• Work task
Copy from the shy bowel research post, word for word, the passage starting at "I would greatly" and ending at "minutes to complete.".

• Reading text
□ □ □ □

# Research to better understand shy bowel



## cwoods (Jun 10, 2013)

Hi there!









My name is Christina Woods and I am a sufferer of Social Anxiety Disorder AND IBS! I am doing a study pertaining to SAD in combination with bowel issues (has been a huge issue for me!) for my dissertation to try and help others by collecting data on this topic. I am hoping you will take just a few minutes of your time to complete the survey so our combined effort may contribute to this research area. Please help - we need more research in these areas!

https://www.psychdata.com/s.asp?SID=153888

To prospective survey participants,

*Purpose of the study:*

This study is being conducted by Christina Woods, a student in the Psychology Department at Walden University, in order to better understand shy bowel. This research may help current sufferers of shy bowel to better understand who may be at increased risk of shy bowel. I plan to make the results of this study available on the website Shybowel.com based on the data provided by survey respondents such as yourself.

*Description of the survey procedures and approximate duration of the study: *

I would greatly appreciate your completing the following survey questions. Since the validity of the results depend on obtaining a high response rate, your participation is crucial to the success of this study. Survey questions will include collection of your demographic data, a few anxiety related questions and a set of questions regarding bowel difficulties. This process will likely take the average respondent approximately 5 to 15 minutes to complete.

*How confidentiality will be assured and the limits to these assurances, if any:*

Your participation indicates your consent to participate in this study. Please be assured that your responses will be held in the strictest confidence, and your data will be completely anonymous. Your data will be saved as a set of information, but no personally identifying information will be collected such as name, birthday, address, etc. As soon as you submit your responses you will receive a confirmation that your completed survey has been received. All data will be stored electronically for five years and then securely destroyed. The results of this study may be published, but again no identifying information has been collected and therefore no identifying information could be used.

*Anticipated benefits resulting from this study:*

The potential benefits to you from participating in the study are indirect. The study may be helpful to you in the future as it is the hope of this researcher that this study will foster additional research which may result in more consistent identification and accurate diagnosis of individuals with shy bowel disorder. This study may also help facilitate publication of effective treatment strategies that will reduce healthcare costs.

□ □ □ □

• Record extracts
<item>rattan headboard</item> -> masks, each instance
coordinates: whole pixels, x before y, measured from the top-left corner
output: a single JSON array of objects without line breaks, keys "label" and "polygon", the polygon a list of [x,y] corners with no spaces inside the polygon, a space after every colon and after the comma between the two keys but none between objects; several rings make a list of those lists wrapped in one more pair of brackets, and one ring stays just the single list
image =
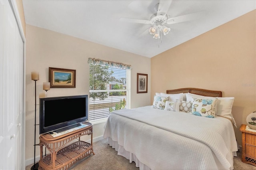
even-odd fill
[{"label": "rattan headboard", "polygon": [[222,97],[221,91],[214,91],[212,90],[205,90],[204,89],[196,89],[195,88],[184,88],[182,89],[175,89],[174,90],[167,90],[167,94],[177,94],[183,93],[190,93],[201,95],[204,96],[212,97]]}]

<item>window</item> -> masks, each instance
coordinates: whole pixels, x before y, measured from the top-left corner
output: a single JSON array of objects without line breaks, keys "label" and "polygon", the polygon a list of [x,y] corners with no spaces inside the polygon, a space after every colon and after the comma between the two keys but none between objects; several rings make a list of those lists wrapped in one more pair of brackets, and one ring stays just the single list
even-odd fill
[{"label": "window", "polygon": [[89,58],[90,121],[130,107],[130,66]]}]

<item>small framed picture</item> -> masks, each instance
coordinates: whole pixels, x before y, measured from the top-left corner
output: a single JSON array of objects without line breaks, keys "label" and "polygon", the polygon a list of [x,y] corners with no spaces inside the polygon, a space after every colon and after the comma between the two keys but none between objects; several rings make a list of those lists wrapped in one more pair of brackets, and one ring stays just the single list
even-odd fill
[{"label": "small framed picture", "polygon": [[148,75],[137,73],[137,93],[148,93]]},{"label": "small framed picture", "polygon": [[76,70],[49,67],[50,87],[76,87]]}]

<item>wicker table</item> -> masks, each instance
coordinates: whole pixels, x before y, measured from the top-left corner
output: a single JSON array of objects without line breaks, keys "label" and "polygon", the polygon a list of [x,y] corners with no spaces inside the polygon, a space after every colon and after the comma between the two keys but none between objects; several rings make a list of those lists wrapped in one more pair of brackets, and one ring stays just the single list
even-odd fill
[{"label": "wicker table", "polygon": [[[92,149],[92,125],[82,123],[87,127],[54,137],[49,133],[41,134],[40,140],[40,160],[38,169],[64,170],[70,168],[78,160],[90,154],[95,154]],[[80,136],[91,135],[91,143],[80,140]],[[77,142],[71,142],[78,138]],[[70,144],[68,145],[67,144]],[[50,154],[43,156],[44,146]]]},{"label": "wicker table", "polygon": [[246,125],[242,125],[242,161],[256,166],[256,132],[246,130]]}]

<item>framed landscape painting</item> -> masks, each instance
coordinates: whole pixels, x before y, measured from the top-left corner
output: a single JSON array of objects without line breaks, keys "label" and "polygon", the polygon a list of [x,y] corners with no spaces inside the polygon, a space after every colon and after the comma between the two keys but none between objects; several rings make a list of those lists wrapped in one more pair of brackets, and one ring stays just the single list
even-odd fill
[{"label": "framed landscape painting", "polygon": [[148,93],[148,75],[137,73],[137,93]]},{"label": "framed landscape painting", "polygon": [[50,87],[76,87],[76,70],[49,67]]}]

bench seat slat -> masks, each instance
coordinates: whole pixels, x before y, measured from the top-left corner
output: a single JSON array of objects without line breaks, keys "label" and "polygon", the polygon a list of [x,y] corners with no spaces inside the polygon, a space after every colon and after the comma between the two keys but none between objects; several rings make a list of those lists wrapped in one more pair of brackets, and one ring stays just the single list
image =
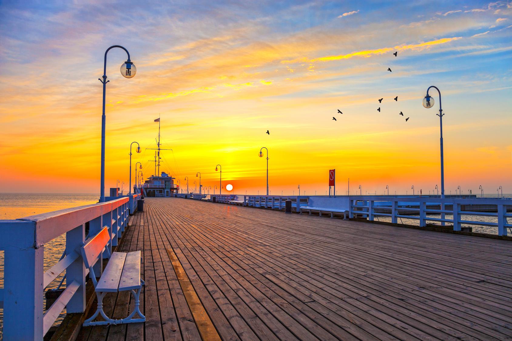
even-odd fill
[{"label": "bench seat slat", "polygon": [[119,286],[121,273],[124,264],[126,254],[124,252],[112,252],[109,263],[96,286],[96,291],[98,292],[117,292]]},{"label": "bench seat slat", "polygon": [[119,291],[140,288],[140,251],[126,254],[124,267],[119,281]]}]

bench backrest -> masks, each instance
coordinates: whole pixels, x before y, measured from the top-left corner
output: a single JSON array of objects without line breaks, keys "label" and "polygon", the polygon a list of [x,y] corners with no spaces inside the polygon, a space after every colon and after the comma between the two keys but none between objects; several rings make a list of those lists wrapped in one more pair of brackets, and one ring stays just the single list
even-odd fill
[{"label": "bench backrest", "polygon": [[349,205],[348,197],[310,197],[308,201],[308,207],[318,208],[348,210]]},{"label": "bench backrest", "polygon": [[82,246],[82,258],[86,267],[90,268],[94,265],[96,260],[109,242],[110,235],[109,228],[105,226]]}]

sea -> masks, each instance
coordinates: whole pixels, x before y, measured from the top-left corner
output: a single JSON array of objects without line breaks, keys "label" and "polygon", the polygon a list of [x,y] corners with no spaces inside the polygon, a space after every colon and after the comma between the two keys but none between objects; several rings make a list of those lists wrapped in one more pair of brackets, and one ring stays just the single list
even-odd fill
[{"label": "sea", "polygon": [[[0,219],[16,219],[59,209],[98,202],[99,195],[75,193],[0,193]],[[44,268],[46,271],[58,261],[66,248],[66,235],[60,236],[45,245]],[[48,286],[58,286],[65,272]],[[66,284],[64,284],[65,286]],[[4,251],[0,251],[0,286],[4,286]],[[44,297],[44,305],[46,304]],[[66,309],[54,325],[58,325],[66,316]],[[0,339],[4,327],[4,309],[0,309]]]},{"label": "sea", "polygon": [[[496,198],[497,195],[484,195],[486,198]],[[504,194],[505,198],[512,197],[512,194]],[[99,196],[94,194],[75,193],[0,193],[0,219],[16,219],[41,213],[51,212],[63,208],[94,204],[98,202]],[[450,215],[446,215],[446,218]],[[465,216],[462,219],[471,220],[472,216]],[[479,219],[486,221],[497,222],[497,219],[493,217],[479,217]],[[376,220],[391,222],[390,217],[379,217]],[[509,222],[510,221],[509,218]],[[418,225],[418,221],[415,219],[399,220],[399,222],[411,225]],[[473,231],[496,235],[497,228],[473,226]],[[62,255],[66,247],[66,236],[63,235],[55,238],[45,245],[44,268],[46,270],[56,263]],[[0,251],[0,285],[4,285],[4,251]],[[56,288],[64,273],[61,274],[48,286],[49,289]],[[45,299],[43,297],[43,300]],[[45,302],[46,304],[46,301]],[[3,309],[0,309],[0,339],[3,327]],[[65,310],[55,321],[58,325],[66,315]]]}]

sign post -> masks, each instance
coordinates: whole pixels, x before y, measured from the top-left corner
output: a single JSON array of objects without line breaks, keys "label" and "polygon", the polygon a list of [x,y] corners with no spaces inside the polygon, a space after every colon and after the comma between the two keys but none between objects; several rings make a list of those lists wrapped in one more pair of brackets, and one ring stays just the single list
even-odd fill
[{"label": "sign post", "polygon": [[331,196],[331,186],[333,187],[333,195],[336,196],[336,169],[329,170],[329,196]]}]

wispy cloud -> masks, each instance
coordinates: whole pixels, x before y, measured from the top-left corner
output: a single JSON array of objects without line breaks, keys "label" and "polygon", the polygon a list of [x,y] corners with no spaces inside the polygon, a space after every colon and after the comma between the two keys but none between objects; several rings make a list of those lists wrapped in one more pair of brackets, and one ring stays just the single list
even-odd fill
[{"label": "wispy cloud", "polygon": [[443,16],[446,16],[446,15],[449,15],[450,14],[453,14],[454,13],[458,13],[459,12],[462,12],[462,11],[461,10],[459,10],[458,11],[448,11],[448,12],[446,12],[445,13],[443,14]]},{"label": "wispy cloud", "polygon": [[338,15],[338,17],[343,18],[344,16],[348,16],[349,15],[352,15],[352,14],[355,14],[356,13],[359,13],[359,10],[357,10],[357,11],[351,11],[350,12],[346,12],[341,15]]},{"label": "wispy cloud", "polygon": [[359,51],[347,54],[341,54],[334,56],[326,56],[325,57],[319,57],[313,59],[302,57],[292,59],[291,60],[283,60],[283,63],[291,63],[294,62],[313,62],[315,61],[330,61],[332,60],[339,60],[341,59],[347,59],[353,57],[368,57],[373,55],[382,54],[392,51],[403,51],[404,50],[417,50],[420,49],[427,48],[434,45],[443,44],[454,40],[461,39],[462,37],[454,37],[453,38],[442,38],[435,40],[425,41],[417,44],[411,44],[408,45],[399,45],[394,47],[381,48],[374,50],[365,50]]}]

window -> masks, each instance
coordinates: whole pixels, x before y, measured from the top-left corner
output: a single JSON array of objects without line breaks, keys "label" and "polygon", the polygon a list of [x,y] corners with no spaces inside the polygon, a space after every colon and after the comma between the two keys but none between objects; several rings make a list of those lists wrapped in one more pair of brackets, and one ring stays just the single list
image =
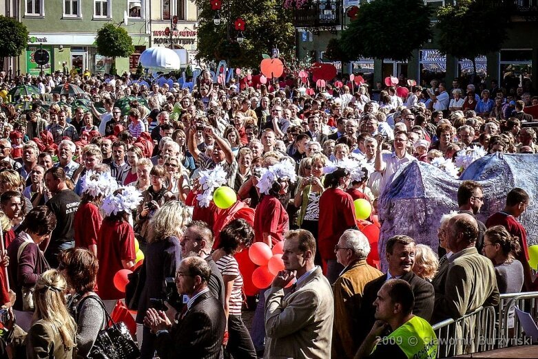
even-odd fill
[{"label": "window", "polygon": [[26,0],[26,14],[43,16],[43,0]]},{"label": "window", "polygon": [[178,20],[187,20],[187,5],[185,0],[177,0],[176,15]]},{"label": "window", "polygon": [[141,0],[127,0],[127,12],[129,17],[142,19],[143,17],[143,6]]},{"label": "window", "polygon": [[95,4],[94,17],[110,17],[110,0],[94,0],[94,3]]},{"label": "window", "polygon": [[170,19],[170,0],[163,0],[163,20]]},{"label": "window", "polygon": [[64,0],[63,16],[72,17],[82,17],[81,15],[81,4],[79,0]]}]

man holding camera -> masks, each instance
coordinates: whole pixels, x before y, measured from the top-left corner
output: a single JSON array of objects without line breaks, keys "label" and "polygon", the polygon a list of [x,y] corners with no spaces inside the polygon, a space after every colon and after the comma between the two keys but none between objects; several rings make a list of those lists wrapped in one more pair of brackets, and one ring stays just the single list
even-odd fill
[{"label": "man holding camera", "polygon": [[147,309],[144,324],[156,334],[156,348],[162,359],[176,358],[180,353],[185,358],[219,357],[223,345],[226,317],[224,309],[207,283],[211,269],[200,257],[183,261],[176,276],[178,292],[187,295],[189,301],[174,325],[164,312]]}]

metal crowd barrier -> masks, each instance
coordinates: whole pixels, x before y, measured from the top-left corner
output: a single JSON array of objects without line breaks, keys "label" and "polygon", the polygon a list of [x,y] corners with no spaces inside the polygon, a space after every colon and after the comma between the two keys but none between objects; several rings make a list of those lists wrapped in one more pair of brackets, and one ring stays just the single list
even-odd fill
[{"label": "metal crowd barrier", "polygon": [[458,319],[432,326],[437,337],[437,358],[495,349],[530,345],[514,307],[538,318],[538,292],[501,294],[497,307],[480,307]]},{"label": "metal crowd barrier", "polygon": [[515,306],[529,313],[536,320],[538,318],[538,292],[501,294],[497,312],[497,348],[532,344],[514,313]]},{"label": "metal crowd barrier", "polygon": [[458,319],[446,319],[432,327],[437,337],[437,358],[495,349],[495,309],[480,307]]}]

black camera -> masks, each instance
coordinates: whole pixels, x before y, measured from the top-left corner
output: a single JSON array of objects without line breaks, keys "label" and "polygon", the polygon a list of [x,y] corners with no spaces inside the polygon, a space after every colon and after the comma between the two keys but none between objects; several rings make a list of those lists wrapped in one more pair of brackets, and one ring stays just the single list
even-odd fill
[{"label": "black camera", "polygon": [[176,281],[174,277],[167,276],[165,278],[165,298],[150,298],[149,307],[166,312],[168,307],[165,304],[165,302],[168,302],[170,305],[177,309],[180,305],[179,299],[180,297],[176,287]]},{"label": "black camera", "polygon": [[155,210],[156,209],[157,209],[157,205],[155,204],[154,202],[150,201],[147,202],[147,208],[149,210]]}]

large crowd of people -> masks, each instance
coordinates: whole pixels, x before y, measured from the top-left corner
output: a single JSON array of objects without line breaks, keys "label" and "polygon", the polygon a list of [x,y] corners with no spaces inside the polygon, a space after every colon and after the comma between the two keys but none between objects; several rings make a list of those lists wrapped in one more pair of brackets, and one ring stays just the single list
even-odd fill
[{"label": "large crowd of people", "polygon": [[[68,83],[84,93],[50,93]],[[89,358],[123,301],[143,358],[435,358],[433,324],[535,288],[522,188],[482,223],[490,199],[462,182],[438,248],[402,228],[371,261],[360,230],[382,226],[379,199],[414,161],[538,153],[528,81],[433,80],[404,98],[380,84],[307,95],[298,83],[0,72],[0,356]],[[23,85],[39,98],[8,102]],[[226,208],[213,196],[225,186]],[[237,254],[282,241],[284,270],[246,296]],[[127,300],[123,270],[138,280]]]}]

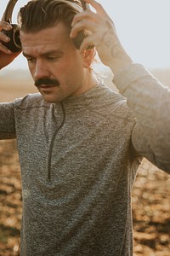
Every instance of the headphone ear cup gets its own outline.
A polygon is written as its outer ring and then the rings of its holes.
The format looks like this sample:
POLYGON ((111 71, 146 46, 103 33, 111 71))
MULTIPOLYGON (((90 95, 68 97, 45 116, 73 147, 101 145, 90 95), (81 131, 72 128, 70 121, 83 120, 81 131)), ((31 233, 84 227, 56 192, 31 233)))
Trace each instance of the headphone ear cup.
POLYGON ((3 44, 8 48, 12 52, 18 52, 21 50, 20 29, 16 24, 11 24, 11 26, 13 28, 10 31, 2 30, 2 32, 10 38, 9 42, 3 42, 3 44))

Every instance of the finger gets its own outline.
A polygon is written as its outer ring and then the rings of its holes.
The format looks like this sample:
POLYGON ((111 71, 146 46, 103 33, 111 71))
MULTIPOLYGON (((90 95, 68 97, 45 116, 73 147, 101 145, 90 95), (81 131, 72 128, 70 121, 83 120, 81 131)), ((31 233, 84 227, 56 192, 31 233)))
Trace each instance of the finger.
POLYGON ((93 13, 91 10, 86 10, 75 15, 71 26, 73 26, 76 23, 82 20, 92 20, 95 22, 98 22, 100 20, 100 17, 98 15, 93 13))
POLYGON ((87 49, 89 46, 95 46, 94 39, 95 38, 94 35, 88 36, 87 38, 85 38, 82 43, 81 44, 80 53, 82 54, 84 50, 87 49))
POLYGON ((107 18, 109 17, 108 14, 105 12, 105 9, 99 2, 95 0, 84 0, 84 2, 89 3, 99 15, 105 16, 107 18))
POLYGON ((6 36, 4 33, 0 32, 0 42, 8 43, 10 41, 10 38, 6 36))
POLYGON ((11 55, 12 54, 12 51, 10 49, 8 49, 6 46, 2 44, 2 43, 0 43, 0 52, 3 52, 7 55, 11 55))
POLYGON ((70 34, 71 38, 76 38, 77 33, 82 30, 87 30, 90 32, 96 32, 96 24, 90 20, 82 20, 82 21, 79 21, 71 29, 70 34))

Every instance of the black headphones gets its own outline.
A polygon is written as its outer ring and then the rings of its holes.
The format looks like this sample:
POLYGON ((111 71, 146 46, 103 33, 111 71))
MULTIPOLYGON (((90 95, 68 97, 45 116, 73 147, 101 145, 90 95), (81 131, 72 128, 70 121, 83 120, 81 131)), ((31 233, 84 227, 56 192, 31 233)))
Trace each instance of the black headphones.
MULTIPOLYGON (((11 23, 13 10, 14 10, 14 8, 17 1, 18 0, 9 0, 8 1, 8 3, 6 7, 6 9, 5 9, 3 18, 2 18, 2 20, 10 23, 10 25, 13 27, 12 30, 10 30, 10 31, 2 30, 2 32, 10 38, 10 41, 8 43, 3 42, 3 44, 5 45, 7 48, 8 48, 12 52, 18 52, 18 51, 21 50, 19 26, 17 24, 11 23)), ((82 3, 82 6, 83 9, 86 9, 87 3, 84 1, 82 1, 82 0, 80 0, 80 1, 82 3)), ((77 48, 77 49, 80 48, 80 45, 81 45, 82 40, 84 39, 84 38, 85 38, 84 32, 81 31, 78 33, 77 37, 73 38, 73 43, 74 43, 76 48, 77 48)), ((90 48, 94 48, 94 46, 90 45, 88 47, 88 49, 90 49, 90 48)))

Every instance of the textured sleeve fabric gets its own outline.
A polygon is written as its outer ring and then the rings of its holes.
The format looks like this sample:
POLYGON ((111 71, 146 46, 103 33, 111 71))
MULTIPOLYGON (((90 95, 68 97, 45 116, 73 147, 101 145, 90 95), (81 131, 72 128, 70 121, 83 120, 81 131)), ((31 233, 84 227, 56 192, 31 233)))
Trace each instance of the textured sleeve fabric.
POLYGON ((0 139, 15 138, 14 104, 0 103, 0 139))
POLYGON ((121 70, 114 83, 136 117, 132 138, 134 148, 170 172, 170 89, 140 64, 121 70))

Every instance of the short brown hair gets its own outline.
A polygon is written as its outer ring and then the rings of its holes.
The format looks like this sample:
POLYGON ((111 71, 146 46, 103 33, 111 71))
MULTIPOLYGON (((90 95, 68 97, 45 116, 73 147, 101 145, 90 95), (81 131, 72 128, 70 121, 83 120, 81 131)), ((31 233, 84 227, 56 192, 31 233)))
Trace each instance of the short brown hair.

□ □ □ □

• Solution to this problem
I would greatly appreciate your completing the following survey questions. Since the validity of the results depend on obtaining a high response rate, your participation is crucial to the success of this study. Survey questions will include collection of your demographic data, a few anxiety related questions and a set of questions regarding bowel difficulties. This process will likely take the average respondent approximately 5 to 15 minutes to complete.